Stated goal: Repeat each entry in full, exactly.

Dataset records:
* * * * *

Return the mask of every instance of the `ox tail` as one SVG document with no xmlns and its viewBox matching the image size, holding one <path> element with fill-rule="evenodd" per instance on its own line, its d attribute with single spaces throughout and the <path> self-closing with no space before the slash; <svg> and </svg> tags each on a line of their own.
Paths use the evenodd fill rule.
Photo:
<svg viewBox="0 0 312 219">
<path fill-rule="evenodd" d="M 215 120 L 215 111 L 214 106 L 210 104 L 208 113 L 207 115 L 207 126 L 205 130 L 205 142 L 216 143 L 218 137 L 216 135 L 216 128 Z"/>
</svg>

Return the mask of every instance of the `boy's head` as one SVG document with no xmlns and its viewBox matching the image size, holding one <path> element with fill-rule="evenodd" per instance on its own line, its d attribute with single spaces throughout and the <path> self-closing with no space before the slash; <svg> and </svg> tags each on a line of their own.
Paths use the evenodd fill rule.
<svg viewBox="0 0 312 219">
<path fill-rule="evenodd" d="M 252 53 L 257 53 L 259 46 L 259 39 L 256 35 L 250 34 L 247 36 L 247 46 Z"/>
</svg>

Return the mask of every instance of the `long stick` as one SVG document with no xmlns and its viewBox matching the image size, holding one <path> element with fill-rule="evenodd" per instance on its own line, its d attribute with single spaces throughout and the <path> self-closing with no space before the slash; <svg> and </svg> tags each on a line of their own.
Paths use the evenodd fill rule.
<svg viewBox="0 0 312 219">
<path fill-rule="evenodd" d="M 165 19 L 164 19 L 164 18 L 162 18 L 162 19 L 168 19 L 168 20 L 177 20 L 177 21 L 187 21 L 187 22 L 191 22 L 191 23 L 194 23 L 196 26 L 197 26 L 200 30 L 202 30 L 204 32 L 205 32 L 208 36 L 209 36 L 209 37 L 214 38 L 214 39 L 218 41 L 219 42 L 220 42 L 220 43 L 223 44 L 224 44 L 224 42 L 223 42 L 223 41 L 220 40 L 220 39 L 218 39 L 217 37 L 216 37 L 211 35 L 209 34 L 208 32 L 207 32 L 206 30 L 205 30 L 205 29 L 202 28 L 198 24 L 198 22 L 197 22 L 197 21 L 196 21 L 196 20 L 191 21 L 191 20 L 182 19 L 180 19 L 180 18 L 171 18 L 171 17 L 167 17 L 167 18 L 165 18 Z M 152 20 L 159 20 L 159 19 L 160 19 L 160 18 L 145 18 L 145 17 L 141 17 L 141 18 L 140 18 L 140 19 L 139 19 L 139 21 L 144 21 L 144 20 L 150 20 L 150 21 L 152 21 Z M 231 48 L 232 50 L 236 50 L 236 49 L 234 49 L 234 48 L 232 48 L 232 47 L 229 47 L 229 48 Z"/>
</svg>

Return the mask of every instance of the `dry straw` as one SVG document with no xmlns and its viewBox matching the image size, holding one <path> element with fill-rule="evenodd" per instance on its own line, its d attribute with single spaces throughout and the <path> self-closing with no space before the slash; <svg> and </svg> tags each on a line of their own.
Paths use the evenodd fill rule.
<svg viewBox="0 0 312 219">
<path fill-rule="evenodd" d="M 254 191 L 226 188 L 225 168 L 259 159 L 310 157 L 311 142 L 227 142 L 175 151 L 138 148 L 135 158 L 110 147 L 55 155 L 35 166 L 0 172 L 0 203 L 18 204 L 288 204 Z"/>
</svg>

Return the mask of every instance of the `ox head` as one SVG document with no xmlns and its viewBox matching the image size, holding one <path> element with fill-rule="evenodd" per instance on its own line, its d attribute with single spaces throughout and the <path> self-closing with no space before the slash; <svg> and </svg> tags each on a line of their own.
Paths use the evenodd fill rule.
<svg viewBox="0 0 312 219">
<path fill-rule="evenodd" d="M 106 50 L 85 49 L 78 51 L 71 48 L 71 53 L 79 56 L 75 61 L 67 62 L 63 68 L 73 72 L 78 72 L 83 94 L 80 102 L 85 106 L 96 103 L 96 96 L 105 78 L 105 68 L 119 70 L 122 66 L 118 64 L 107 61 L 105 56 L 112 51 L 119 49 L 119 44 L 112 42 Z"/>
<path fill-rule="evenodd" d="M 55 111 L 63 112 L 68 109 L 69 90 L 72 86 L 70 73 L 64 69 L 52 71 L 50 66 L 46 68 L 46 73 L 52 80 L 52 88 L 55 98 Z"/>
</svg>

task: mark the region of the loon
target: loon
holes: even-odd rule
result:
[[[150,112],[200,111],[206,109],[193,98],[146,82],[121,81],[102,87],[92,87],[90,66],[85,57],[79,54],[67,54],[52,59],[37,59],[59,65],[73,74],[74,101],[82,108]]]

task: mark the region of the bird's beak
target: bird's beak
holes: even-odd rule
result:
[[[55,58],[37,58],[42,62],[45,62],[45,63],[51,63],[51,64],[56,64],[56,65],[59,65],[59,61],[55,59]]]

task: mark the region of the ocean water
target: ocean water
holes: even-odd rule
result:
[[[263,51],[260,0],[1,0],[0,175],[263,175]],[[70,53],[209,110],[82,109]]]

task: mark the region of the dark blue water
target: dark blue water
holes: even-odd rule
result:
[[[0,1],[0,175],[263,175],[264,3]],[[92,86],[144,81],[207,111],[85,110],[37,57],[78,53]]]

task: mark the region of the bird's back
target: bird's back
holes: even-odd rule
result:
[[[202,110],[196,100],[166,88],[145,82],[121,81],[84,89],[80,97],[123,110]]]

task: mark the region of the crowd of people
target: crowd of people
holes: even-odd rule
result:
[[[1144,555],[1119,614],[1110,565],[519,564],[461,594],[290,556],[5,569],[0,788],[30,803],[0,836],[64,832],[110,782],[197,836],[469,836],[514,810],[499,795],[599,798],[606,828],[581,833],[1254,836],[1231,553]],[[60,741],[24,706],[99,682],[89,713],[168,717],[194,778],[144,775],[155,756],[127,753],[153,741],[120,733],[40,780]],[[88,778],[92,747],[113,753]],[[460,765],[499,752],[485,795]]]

* * * * *

Exercise result:
Return the mask of every instance of the `ox tail` as one SVG document with no xmlns and its viewBox matching the image size, holding one <path> element with fill-rule="evenodd" per instance on its own line, its d attribute with single spaces throughout and the <path> self-closing with no space before the slash; <svg> and </svg> tags each on a line of their own.
Paths use the evenodd fill rule.
Photo:
<svg viewBox="0 0 312 219">
<path fill-rule="evenodd" d="M 215 120 L 215 111 L 214 106 L 210 104 L 208 113 L 207 115 L 207 126 L 205 130 L 205 142 L 216 143 L 218 137 L 216 135 L 216 128 Z"/>
</svg>

Return the mask of every instance of the `boy's head` as one SVG document with no xmlns and its viewBox matching the image size, holding one <path> element with fill-rule="evenodd" per instance on its own line, its d attribute with single spaces throughout and the <path> self-closing with no space before the slash; <svg> and </svg> tags each on a line of their own.
Paths use the evenodd fill rule.
<svg viewBox="0 0 312 219">
<path fill-rule="evenodd" d="M 252 53 L 257 53 L 259 46 L 259 39 L 256 35 L 250 34 L 247 36 L 247 46 Z"/>
</svg>

Return the mask of every instance of the `long stick` as one SVG document with no xmlns and its viewBox matching the image size, holding one <path> element with fill-rule="evenodd" per instance on its own line, its d attribute with single spaces throughout and the <path> self-closing with no space before the slash; <svg> and </svg> tags each on a line of their own.
Paths use the evenodd fill rule.
<svg viewBox="0 0 312 219">
<path fill-rule="evenodd" d="M 165 19 L 164 19 L 164 18 L 162 18 L 162 19 L 168 19 L 168 20 L 177 20 L 177 21 L 187 21 L 187 22 L 191 22 L 191 23 L 194 23 L 196 26 L 197 26 L 200 30 L 202 30 L 204 32 L 205 32 L 208 36 L 209 36 L 209 37 L 214 38 L 214 39 L 218 41 L 219 42 L 220 42 L 220 43 L 223 44 L 224 44 L 224 42 L 223 42 L 223 41 L 220 40 L 220 39 L 218 39 L 217 37 L 216 37 L 211 35 L 209 34 L 208 32 L 207 32 L 206 30 L 205 30 L 205 29 L 202 28 L 198 24 L 198 22 L 197 22 L 197 21 L 196 21 L 196 20 L 191 21 L 191 20 L 182 19 L 180 19 L 180 18 L 171 18 L 171 17 L 167 17 L 167 18 L 165 18 Z M 152 20 L 159 20 L 159 19 L 160 19 L 160 18 L 145 18 L 145 17 L 141 17 L 141 18 L 140 18 L 140 19 L 139 19 L 139 21 L 144 21 L 144 20 L 150 20 L 150 21 L 152 21 Z M 231 48 L 232 50 L 236 50 L 236 49 L 234 49 L 234 48 L 232 48 L 232 47 L 229 47 L 229 48 Z"/>
</svg>

Return the mask of every instance of the `dry straw` as one SVG document with no xmlns and its viewBox matching the image size, holding one <path> element with fill-rule="evenodd" per instance on its own line, its d attribute with single spaces throughout and the <path> self-closing with no space before the slash; <svg> and </svg> tags each on a line of their own.
Paths use the evenodd fill rule.
<svg viewBox="0 0 312 219">
<path fill-rule="evenodd" d="M 254 191 L 226 188 L 225 168 L 259 159 L 310 157 L 311 142 L 227 142 L 175 151 L 138 148 L 135 158 L 110 147 L 55 155 L 35 166 L 0 172 L 0 203 L 18 204 L 288 204 Z"/>
</svg>

Return the mask of every instance of the `ox head` as one SVG document with no xmlns and its viewBox matching the image size, holding one <path> element with fill-rule="evenodd" per instance on its own line, its d attribute with single spaces throughout and the <path> self-closing with no space before the slash; <svg> and </svg> tags each on a line of their own.
Paths use the evenodd fill rule.
<svg viewBox="0 0 312 219">
<path fill-rule="evenodd" d="M 106 50 L 85 49 L 78 51 L 71 48 L 71 53 L 79 56 L 75 61 L 67 62 L 63 68 L 73 72 L 78 72 L 83 94 L 80 102 L 85 106 L 96 103 L 96 96 L 105 78 L 105 68 L 119 70 L 122 66 L 118 64 L 107 61 L 105 56 L 112 51 L 119 49 L 119 44 L 112 42 Z"/>
<path fill-rule="evenodd" d="M 55 111 L 63 112 L 68 109 L 69 90 L 72 86 L 70 73 L 64 69 L 52 71 L 50 66 L 46 68 L 46 73 L 52 80 L 52 88 L 55 98 Z"/>
</svg>

task: mark the region of the loon
target: loon
holes: even-odd rule
result:
[[[150,112],[200,111],[206,109],[193,98],[146,82],[121,81],[102,87],[92,87],[90,66],[85,57],[79,54],[67,54],[52,59],[37,59],[59,65],[73,74],[74,101],[82,108]]]

task: mark the region of the bird's beak
target: bird's beak
holes: even-odd rule
result:
[[[55,58],[37,58],[42,62],[45,62],[45,63],[51,63],[51,64],[56,64],[56,65],[59,65],[59,61],[55,59]]]

task: mark the region of the ocean water
target: ocean water
holes: even-odd rule
result:
[[[263,51],[260,0],[1,0],[0,175],[263,175]],[[70,53],[209,110],[82,109]]]

task: mark the region of the dark blue water
target: dark blue water
holes: even-odd rule
result:
[[[0,1],[0,175],[263,175],[264,3]],[[92,86],[144,81],[207,111],[85,110],[37,57],[78,53]]]

task: mark the region of the bird's back
target: bird's back
holes: even-odd rule
result:
[[[202,110],[196,100],[166,88],[145,82],[121,81],[84,89],[80,97],[123,110]]]

task: mark the region of the crowd of people
target: crowd of people
holes: even-odd rule
result:
[[[1144,555],[1119,614],[1110,565],[519,564],[461,594],[290,556],[5,569],[0,788],[30,803],[0,836],[64,832],[110,782],[197,836],[469,836],[514,810],[499,795],[599,798],[606,828],[581,833],[1254,836],[1231,553]],[[60,741],[24,706],[99,682],[89,713],[168,717],[194,778],[144,775],[155,756],[127,753],[153,741],[120,733],[40,780]],[[88,778],[92,747],[113,753]],[[460,765],[499,752],[485,795]]]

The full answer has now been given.